▶ THE PROBLEM
Copy the data precisely, keeping every character.

▶ ENTRIES SHOWN
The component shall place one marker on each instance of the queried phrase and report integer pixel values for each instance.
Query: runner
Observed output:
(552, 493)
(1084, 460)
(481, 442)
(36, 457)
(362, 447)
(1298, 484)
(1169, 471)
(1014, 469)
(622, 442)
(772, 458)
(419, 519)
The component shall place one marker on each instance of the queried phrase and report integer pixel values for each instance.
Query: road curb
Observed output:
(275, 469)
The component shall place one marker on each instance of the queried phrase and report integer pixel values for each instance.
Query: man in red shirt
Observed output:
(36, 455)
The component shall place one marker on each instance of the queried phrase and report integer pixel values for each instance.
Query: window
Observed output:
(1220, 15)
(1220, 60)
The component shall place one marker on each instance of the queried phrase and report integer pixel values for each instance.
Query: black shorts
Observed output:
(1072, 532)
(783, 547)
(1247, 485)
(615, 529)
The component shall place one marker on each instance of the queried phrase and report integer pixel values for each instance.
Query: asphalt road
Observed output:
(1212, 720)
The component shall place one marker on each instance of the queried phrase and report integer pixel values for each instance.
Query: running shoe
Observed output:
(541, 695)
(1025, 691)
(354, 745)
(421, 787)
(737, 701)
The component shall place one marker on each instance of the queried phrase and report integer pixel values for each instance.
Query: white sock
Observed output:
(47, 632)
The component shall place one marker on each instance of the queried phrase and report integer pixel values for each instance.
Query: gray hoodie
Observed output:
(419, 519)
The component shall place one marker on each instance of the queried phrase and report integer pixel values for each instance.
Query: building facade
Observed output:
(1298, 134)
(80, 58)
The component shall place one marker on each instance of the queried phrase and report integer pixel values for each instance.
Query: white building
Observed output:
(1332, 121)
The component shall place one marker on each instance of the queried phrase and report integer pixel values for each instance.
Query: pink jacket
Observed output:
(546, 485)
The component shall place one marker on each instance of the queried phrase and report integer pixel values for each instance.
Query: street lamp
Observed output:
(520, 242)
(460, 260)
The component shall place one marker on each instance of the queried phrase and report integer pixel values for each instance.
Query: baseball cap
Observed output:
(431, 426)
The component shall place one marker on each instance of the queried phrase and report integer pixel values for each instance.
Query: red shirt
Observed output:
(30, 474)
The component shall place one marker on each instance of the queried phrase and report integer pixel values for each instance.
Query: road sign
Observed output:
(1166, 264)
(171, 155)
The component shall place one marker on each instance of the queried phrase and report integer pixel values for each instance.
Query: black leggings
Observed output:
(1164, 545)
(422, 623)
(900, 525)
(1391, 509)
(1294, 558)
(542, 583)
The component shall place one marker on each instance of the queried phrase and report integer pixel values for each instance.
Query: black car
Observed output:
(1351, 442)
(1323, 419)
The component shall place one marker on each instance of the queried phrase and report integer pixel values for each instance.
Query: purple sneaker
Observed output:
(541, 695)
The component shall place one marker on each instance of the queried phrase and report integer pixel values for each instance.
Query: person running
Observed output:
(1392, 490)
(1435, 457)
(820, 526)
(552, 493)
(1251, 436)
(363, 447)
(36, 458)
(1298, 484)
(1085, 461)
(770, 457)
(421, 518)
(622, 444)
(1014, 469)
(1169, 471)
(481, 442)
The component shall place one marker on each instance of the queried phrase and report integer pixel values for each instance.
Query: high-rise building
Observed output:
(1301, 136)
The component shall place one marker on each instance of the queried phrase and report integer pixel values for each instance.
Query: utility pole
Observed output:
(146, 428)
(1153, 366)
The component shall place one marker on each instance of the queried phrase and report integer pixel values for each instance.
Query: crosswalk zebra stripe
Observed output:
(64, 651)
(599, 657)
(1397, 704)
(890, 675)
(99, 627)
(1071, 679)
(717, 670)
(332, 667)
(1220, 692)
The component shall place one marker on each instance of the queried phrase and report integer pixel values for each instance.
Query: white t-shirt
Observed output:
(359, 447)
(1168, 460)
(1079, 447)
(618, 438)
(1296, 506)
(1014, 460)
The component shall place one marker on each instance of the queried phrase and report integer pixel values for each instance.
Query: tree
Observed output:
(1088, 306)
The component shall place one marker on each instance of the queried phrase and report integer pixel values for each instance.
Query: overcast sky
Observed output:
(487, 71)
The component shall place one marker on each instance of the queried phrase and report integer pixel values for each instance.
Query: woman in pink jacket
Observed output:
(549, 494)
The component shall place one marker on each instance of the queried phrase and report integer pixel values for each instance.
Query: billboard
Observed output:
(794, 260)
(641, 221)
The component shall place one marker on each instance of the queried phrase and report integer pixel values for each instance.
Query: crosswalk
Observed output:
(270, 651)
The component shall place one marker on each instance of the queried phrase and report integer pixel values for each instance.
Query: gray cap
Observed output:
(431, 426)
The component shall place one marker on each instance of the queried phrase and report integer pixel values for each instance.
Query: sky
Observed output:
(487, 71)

▶ OUTPUT BELOW
The component shall place one marker on each instance of the queried phrase and report integer pixel values for each instance.
Query: runner
Observed output:
(552, 493)
(1084, 460)
(481, 442)
(36, 457)
(362, 447)
(1298, 484)
(1169, 471)
(1014, 469)
(622, 442)
(772, 458)
(419, 519)
The component shall place one marker on each instance of the queried phrase and report integer pixel values for each instance.
Query: road curb
Observed output:
(275, 469)
The component shall place one marker on each instance of the queried phrase and report integer pixel values for each instance.
Query: man in red shirt
Observed output:
(36, 455)
The component shall place one marker on each instance of the queried phrase and report integer pixel values for each instance.
Query: window
Observed output:
(1220, 15)
(1220, 60)
The component shall place one marker on each instance of the queried phrase and report integer pixel values for each instance.
Query: black shorts
Observed output:
(1072, 532)
(783, 547)
(1247, 485)
(615, 529)
The component shall place one marker on each instance of the queried phrase and report integer pixel values for each instance.
Query: asphalt road
Observed output:
(1212, 720)
The component shall place one marker on each instance of the queried phrase and report integer pixel values for each instance.
Query: running shoe
Observed output:
(541, 695)
(1025, 691)
(354, 745)
(421, 787)
(737, 701)
The component shall place one marker on each instance of the queried phrase and report integer pixel values for each instance.
Query: white sock
Observed output:
(47, 632)
The component shall place one marker on each instance of the queried phrase and report integer pixel values for each instance.
Query: gray hoodie
Observed output:
(419, 519)
The component shall place one marker on each instance of the queried phrase and report integer pixel values for each instance.
Query: building facade
Observed output:
(1298, 134)
(80, 58)
The component shall place one marker on each instance of the queried phrase and report integer pixel values for each instance.
Query: white building
Observed output:
(1332, 121)
The component shall place one marker on each instance of the queried phrase and report integer pixel values for each instance.
Query: pink jacket
Observed output:
(546, 485)
The component shall place one marker on each instance of the queried phrase and report integer pixel values for each instance.
Query: street lamp
Observed output:
(520, 242)
(460, 260)
The component shall place one marker on each instance of the queried phrase and report integer pixel values for each instance.
Query: baseball cap
Observed output:
(431, 426)
The component shall place one marker on each instance of the queried phrase and report integer pixel values for each instance.
Query: red shirt
Observed output:
(30, 474)
The component shall place one marker on each instance of the queried phrase and report integer pixel values for each instance.
Query: road sign
Observed output:
(1166, 264)
(171, 155)
The component shall place one marker on each instance of the queried phrase and report integer pixel values for each instance.
Query: black leggings
Observed output:
(1164, 545)
(422, 623)
(900, 525)
(1391, 509)
(1294, 558)
(542, 583)
The component shall place one marker on each instance of the queried phrase and report integer pixel values for each instance.
Query: black car
Observed output:
(1351, 442)
(1323, 419)
The component shall place one marker on each instance of the queried phrase and report integer pixel values for each instance.
Query: purple sneaker
Observed output:
(541, 695)
The component shall place one marker on each instance of the queried phrase and report integer pixel values for each instance.
Query: person running
Observed output:
(1392, 490)
(1435, 457)
(820, 526)
(552, 493)
(1251, 436)
(363, 447)
(36, 458)
(1298, 484)
(1085, 461)
(770, 457)
(421, 518)
(622, 444)
(1014, 469)
(1169, 471)
(481, 442)
The component shall place one marker on each instance of the queried phrase and report integer pixel values for each instance.
Query: high-rise building
Observed output:
(1301, 136)
The component shall place one marker on each instance of the queried phrase and report integer pixel values for each instance.
Query: utility pole
Observed output:
(146, 428)
(1153, 366)
The component shall place one marker on each instance of the queried phrase and report integer pixel values for each instance.
Query: crosswalk zebra stripe
Observed output:
(64, 651)
(599, 657)
(1397, 704)
(890, 675)
(99, 627)
(1071, 679)
(717, 670)
(332, 667)
(1220, 692)
The component shall place one marker on each instance of the queried phrase and report integer pixel values for each instance.
Query: white t-shirt
Observed output:
(359, 447)
(1168, 460)
(1079, 447)
(618, 438)
(1296, 506)
(1014, 460)
The component shall place one marker on each instance of the queried phrase and report integer pixel values for each instance.
Query: tree
Observed output:
(1088, 306)
The component shall place one marker on each instance of the queried phrase and report integer pixel values for each instance.
Query: overcast sky
Observed output:
(487, 71)
The component shall place one marker on each instance of the queried phrase and report integer pixel values for each instance.
Query: woman in pink jacket
Observed output:
(549, 494)
The component shall place one marker on each instance of the queried phrase and report integer pixel values for each instance.
Query: billboard
Observed output:
(794, 260)
(641, 221)
The component shall place one marker on each instance of the queried phrase and report integer pixel values for each instance.
Query: crosswalk
Observed output:
(270, 651)
The component shall place one marker on each instance of the queried phrase and report integer pixel values for each instance.
Query: gray cap
Observed output:
(431, 426)
The component shall place one marker on each instance of the queried phrase and report integer pixel values for each instance.
Query: sky
Observed output:
(487, 71)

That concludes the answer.